* Quoted text
======

Thread: Re: [Docutils-develop] Uppercase "ASCII" in nodes.py (fwd)

Brought to you by: goodger, grubert, milde, tibs, wiemann

docutils-develop

Re: [Docutils-develop] Uppercase "ASCII" in nodes.py (fwd)

From: <gr...@us...> - 2009-10-19 09:42:41

hello,

any comments to this behaviour

* why 'ASCII' sometimes works and sometimes not ?
* why 'ASCII' is in uppercase, python/encodings has all lowercase ?

cheers
-- 

---------- Forwarded message ----------
Date: Mon, 12 Oct 2009 19:05:30 +0300
From: Firat Ozgul <ozg...@gm...>
To: gr...@us...
Subject: Re: [Docutils-develop] Uppercase "ASCII" in nodes.py

Hello,

No, those codes do not produce any errors on Python 2.6.3 that I have...

I have Docutils 0.6 compiled from source on Ubuntu Karmic Koala. And when I
try to "make html" in Sphinx, I get the error I mentioned in my previous
e-mail, unless I manually edit nodes.py to change uppercase "ASCII" to
lowercase "ASCII".

Thanks for the interest.

Firat Ozgul

2009/10/12 <gr...@us...>

> On Mon, 12 Oct 2009, Firat Ozgul wrote:
>
>  Hello,
>>
>> In Docutils 0.6, specifically in nodes.py, more specifically in the
>> make_id() function, the following line will cause an error:
>>
>> id = unicodedata.normalize('NFKD', id).encode('ASCII',
>> 'ignore').decode('ASCII')
>>
>> The encoding "ASCII" should be written in lowercase. So the line should
>> read:
>>
>> id = unicodedata.normalize('NFKD', id).encode('ascii',
>> 'ignore').decode('ascii')
>>
>> Otherwise the programs that use this function will produce this error:
>>
>>  File "/usr/local/lib/python2.6/dist-packages/docutils/nodes.py", line
>> 1845, in make_id
>>   encode('ASCII', 'ignore').decode('ASCII')
>> LookupError: unknown encoding: ASCII
>>
>
> does this ::
>
>  import unicodedata
>
>  id = u"abc def"

======

* Extracted information
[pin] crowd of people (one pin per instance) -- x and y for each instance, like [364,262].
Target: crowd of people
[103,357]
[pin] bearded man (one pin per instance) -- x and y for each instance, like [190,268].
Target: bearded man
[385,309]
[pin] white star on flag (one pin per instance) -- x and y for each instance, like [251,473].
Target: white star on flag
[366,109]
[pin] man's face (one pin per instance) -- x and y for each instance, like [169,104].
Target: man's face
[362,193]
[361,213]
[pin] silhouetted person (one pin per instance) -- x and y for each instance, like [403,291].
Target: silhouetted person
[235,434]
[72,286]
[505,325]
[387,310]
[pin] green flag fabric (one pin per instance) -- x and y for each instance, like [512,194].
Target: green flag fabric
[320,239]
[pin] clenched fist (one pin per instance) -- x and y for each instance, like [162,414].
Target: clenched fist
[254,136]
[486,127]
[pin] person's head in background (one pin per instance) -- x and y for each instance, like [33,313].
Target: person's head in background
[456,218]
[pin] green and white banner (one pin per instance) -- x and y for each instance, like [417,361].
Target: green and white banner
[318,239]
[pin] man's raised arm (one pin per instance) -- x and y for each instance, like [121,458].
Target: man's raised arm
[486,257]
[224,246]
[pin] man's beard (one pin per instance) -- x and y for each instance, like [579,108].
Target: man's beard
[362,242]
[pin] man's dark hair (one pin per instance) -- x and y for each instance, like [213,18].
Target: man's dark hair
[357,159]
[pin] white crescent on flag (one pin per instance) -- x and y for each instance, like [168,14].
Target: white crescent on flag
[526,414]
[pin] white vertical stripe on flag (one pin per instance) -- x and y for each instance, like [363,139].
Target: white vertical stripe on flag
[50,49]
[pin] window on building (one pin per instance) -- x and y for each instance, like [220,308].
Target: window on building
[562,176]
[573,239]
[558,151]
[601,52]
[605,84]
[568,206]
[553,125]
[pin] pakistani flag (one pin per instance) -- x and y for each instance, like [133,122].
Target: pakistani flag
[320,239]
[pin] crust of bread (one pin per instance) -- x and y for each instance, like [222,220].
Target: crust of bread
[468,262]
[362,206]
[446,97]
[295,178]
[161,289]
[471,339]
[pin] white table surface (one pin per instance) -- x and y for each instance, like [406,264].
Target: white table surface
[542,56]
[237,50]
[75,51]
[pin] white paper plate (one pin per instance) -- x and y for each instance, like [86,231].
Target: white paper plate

======

Please name the function in nodes.py that, according to the Docutils thread, contains the line that causes the error. The items stand apart from the Docutils thread and are separate material.

The make_id() function.